### EXERCISE DETAILS
Lines from the one containing "Task: for the greenhouse-bench survey, tag the yellow" through the final line of the records are the only ones to copy, and each must match exactly.

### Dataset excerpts

━━━━━━━━━━━━━━━━━━━━

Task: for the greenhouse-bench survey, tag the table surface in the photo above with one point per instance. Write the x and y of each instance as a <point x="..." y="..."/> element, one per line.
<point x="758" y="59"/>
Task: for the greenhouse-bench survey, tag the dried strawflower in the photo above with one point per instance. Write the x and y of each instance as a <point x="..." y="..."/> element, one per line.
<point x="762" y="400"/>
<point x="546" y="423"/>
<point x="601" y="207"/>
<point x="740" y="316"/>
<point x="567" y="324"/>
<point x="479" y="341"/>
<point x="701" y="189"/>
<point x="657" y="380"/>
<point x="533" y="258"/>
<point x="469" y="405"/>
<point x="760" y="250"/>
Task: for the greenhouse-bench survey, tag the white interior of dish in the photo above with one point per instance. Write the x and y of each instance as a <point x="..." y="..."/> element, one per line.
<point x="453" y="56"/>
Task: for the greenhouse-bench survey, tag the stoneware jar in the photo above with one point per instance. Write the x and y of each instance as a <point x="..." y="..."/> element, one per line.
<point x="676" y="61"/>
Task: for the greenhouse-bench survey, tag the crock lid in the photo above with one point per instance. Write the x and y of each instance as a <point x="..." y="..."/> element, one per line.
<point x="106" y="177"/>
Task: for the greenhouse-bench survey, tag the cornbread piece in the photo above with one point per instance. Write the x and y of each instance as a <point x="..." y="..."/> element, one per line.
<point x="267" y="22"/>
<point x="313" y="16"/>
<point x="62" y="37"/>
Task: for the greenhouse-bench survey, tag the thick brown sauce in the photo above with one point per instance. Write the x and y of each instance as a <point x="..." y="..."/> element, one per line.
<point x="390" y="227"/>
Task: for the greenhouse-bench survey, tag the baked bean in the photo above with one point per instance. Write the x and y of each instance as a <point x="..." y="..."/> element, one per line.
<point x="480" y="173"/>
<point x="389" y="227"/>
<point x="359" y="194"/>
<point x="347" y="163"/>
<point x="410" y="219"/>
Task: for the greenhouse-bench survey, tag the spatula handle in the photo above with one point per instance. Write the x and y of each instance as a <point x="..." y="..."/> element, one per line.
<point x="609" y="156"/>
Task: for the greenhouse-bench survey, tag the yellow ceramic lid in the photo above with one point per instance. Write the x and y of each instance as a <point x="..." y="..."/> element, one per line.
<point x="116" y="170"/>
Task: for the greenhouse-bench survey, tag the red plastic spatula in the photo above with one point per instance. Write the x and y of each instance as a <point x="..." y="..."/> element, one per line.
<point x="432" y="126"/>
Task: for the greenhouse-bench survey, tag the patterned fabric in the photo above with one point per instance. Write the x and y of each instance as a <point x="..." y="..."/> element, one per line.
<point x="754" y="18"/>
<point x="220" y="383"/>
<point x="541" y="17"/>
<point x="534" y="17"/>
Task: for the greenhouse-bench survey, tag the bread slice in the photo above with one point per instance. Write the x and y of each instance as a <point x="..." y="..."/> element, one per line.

━━━━━━━━━━━━━━━━━━━━

### EXPECTED ANSWER
Task: for the greenhouse-bench survey, tag the yellow ceramic lid in the photo above with one point per instance. Write the x and y of each instance as a <point x="..." y="..."/> element, one per line.
<point x="116" y="170"/>
Task: for the greenhouse-bench survey, tag the red plastic spatula in the photo above with one point per instance. Write the x and y of each instance as a <point x="..." y="..."/> element, one per line.
<point x="432" y="126"/>
Task: for the greenhouse-bench survey, tag the patterned fabric in the photo above with one point per instance. Write the x and y of each instance as a <point x="..." y="..."/> element, one per line.
<point x="754" y="18"/>
<point x="220" y="383"/>
<point x="541" y="17"/>
<point x="534" y="17"/>
Task: for the greenhouse-bench survey, tag the bread slice in the photo above with one point per instance. Write the x and y of each instance as a <point x="..." y="..."/> element, one per line.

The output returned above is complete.